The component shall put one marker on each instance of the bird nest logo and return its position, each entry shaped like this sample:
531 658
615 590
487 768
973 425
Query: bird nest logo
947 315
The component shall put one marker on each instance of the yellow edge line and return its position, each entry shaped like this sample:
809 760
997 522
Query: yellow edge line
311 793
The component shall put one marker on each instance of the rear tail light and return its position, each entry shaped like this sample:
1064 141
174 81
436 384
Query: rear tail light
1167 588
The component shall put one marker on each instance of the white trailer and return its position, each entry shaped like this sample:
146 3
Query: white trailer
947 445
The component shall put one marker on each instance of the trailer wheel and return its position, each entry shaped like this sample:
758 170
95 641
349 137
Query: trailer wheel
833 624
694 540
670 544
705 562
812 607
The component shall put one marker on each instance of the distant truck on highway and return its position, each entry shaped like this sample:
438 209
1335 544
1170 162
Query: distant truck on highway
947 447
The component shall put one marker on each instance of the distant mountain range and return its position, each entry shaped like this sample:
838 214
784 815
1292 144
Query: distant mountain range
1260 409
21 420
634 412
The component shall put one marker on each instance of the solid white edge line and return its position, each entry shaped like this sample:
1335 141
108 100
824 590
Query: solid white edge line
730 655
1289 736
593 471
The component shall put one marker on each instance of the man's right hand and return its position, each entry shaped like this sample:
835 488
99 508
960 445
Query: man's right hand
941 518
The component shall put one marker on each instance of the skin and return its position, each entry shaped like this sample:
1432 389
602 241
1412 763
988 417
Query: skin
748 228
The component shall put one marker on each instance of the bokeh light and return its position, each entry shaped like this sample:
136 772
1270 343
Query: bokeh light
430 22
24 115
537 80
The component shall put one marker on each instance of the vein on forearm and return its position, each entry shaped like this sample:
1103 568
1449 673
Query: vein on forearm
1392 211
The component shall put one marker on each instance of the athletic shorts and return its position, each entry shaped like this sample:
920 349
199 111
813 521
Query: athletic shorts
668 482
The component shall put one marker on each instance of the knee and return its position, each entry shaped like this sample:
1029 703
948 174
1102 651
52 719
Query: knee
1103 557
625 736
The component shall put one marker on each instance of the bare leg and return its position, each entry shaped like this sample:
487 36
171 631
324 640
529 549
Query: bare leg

● ● ● ● ● ● ●

Exercise >> Reproduce, exactly and with nothing added, the lines from the one that includes "of the bokeh" through the last line of the material.

Written response >>
The component shall put one marker on each instance of the bokeh light and return its position, each entry shaped like this sample:
136 772
1270 343
Query: bokeh light
430 22
24 115
537 80
The component shall put one marker on each instance of the vein on forearm and return its position, each entry shaped like this sample:
1103 568
1449 673
Query: vein on forearm
1392 211
The component shall put one marker on each instance of the athletic shorts and return its position, each entry shaped like this sample:
920 349
199 111
813 521
Query: athletic shorts
668 482
The component shall put one marker on each instance of the knee and return its position, each entry shaped like this sample:
1029 703
948 174
1102 651
52 719
Query: knee
1103 557
625 736
The component shall put one marker on each instance of the bare leg and return its position, each entry shaped like this sample:
487 36
171 631
324 640
529 549
Query: bare leg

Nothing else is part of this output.